### REQUIREMENTS
1/ Answer these questions from the post about AIO attributes, one answer per line with matching letters.
(a) What two things do the tracing-style attributes in the examples report about an IO?
(b) At what point can userspace check the version field in the existing ringbuffer?
(c) What two things does the author say are needed to pass attribute return values back through the ringbuffer?
2/ Write a continuation of the post about AIO attributes, starting after its final line.

— Begin DOCUMENT TEXT —

So, awhile back I posted about an extensible AIO attributes mechanism
I'd been cooking up: http://article.gmane.org/gmane.linux.kernel/1367969
Since then, more uses for the thing have been popping up, but I ran into
a roadblock - with the existing AIO api, return values for the
attributes were going to be, at best, considerably uglier than I
anticipated.
Some background: some attributes we'd like to implement need to be able
to return values with the io_event at completion time. Many of the
examples I know of are more or less tracing - returning how long the IO
took, whether it was a cache hit or miss (bcache, perhaps page cache
when buffered AIO is supported), etc.
Additionally, you probably want to be able to return whether the
attribute was supported/handled at all (because of differing kernel
versions, or because it was driver specific) and we need attribute
returns to be able to sanely handle that.
So my opinion is that the only really sane way to implement attribute
return values is to pass them back to userspace via the ringbuffer,
along with the struct io_event.
(For those not intimately familiar with the AIO implementation, on
completion the generated io_event is copied into a ringbuffer which
happens to be mapped into userspace, even though normally userspace will
get the io_event with io_getevents(). This ringbuffer constrains the
design quite a bit, though).
Trouble is, we (probably, there is some debate) can't really just change
the existing ringbuffer format - there's a version field in the existing
ringbuffer, but userspace can't check that until after the ringbuffer is
setup and mapped into userspace. There's no existing mechanism for
userspace to specify flags or options or versioning when setting up the
io context.
So, to do this requires new syscalls, and more or less forking most of
the existing AIO implementation. Also, returning variable length entries
via the ringbuffer turns out to require redesigning a substantial
fraction of the existing AIO implementation - so we might as well fix
everything else that needs fixing at the same time.
Where I'm at now - I've got a new syscall interface that changes enough
to support extensible AIO attributes prototyped; it looks almost
complete but I haven't started testing yet. Enough is there to see how
it all fits together, though - IMO the important bits are how we deal
with different types of kioctxs (I think it works out fairly nicely).
Code is available at http://evilpiepirate.org/git/linux-bcache.git/ aio-new-abi
(Definitely broken, don't even think about trying to run it yet).

— End DOCUMENT TEXT —
— Begin ROWS —

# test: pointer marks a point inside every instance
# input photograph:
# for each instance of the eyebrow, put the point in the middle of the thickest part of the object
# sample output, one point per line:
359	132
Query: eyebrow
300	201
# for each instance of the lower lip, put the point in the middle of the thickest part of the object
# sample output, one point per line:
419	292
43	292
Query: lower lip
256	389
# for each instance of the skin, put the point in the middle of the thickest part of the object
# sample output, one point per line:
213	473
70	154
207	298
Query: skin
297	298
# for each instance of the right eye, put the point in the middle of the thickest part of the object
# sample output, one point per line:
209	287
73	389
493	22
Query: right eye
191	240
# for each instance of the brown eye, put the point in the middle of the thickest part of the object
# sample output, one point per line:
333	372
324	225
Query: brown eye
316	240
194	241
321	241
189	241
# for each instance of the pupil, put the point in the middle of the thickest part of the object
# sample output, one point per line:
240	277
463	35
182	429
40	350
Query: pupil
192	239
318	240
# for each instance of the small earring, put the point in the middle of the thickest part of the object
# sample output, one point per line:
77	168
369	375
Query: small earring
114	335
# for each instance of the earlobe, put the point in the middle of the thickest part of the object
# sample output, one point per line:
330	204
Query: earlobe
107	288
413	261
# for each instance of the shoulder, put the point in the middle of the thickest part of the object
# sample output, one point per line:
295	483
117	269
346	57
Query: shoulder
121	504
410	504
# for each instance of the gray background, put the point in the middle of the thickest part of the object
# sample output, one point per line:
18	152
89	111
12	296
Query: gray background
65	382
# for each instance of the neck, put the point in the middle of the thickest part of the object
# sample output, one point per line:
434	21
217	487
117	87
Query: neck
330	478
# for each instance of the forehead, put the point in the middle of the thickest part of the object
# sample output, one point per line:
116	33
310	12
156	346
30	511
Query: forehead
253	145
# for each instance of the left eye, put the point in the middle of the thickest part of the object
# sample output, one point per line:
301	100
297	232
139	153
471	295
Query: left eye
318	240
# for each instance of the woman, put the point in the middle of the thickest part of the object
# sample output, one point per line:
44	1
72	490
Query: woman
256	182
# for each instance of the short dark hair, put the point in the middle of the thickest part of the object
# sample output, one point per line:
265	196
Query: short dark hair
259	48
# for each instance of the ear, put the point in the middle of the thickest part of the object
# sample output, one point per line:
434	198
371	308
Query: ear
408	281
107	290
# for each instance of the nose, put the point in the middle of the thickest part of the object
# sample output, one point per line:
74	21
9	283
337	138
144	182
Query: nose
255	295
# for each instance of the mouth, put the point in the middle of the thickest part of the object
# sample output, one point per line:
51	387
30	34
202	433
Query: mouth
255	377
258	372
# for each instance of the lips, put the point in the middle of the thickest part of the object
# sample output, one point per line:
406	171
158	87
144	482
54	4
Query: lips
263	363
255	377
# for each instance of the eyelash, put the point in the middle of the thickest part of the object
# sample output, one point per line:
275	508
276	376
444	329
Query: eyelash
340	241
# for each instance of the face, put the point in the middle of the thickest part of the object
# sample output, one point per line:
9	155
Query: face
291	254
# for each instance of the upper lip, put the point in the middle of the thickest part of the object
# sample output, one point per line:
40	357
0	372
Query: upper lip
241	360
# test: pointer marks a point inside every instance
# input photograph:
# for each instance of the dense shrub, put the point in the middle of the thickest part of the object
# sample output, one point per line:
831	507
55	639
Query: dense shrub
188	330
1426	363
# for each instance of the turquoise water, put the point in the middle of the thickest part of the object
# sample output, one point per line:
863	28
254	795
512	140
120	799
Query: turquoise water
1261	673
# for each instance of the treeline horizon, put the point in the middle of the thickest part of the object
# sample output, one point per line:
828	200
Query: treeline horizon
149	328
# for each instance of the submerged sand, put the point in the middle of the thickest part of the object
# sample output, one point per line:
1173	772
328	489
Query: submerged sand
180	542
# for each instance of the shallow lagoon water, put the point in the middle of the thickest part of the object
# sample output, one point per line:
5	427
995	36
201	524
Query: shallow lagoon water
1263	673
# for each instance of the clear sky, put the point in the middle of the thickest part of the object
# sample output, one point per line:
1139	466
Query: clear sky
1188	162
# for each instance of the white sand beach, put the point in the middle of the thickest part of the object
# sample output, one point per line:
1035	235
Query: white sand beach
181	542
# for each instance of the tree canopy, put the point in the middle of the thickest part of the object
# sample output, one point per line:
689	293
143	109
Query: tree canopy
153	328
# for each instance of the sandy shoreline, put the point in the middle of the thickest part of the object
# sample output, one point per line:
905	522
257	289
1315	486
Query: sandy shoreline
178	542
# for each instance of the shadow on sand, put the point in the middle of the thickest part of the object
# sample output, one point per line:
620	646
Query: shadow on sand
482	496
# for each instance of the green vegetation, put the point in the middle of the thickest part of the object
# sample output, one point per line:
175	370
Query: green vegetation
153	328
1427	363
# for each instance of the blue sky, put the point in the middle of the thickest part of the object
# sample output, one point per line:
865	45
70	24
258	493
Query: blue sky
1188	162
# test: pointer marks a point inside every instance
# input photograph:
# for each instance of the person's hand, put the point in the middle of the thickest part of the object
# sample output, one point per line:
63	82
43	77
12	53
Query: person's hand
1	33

— End ROWS —

### WRITTEN RESPONSES
1/
(a) How long the IO took, and whether it was a cache hit or miss.
(b) Only after the ringbuffer has been set up and mapped into userspace.
(c) New syscalls, and forking most of the existing AIO implementation.

2/
We plan on rolling this out at Google in the near term with the minimal
set of changes (because we've got stuff blocked on this), but there's
more changes I'd like to make before this (hopefully) goes upstream.
So, what changes?
* Currently, we strictly limit outstanding kiocbs so as to avoid
overflowing the ringbuffer; this means that the size of the
ringubffer we allocate is determined by the nr_events userspace
passes to io_setup().
This approach doesn't work when ringbuffer entries are variable
length - we can still use a ringbuffer (and I think we want to), but
we need to have an overflow mechanism for when it fills up.
This is actually one of the backwards compatibility issues;
currently, it is possible for userspace to reap io_events without
ever calling into the kernel. But if we've got an overflow mechanism,
that's no longer possible - userspace has to call io_getevents() when
the ringbuffer's empty, or it'll never see events that might've been
on the overflow list - that or we need to put a flag in the
ringbuffer header.
Adding the overflow mechanism is an overall reduction in complexity
though, we can toss out a bunch of code elsewhere and ringbuffer size
isn't so important anymore.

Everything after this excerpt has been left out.